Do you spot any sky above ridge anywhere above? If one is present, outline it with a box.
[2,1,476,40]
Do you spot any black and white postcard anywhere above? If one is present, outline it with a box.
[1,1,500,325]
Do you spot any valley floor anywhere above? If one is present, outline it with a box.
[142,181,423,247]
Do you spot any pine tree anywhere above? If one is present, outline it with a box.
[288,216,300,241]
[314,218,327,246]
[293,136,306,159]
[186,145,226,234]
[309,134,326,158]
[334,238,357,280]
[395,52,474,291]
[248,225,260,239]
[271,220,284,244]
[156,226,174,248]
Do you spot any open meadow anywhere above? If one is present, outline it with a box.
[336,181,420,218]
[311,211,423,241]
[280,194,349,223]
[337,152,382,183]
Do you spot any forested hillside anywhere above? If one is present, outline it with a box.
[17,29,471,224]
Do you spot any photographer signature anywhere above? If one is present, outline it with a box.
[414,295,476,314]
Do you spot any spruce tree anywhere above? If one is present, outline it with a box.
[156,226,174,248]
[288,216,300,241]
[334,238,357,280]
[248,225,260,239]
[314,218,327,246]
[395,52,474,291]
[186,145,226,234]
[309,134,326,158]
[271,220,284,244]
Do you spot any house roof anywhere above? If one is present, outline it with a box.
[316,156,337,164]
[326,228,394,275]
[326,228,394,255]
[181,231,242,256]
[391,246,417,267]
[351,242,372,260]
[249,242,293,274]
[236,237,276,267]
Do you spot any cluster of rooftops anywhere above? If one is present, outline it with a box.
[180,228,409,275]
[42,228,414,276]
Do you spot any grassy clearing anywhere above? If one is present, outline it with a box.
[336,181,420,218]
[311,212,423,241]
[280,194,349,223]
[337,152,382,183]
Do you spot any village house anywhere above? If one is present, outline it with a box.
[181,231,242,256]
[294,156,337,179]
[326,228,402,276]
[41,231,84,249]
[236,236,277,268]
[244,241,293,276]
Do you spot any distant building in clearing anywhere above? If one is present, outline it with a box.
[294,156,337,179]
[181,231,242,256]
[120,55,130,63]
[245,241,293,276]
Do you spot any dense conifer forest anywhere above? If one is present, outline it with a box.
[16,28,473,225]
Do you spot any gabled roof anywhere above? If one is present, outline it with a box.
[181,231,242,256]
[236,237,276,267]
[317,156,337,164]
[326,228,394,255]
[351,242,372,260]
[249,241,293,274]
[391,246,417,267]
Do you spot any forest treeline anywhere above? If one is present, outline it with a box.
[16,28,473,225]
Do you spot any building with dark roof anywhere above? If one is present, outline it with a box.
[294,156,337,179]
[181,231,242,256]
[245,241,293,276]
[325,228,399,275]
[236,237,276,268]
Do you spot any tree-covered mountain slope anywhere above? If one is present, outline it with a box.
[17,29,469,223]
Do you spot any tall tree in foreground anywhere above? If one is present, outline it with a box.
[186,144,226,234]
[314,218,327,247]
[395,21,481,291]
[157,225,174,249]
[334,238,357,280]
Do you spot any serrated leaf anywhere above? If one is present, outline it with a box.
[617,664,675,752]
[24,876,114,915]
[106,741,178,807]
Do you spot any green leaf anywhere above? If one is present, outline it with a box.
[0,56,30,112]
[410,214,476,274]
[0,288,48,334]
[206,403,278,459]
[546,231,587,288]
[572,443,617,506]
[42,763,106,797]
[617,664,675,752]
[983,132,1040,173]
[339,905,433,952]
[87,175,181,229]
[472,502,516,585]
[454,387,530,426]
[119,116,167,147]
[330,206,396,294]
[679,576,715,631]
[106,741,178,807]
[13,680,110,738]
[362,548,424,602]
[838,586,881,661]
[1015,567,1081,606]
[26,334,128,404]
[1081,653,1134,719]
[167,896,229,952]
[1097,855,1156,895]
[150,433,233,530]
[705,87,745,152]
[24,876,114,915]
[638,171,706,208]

______________________________

* **Goal**: Copy out, character for character, the material from the line containing "Do you spot any valley" through the line containing "[414,295,476,314]", including both of those lines.

* **Response to this exercise**:
Do you spot any valley floor anywhere above? If one is present, outline it with a box.
[142,181,423,247]
Do you spot any pine tree anywhere above? If one is present, outline it with a box.
[288,216,300,241]
[314,218,327,246]
[293,136,306,159]
[186,145,226,234]
[309,134,326,158]
[334,238,357,280]
[395,52,474,291]
[248,225,260,239]
[271,220,284,244]
[156,226,174,248]
Do you spot any open meadow anywhere above? If one is present, outline it with a box.
[336,181,420,218]
[311,211,423,241]
[280,194,349,223]
[337,152,382,183]
Do you spot any forested hillside anywhere above? If one is present, outline it with a box.
[17,29,471,224]
Do you spot any photographer signature anywhere above? If one is present, outline it with a box.
[414,295,476,314]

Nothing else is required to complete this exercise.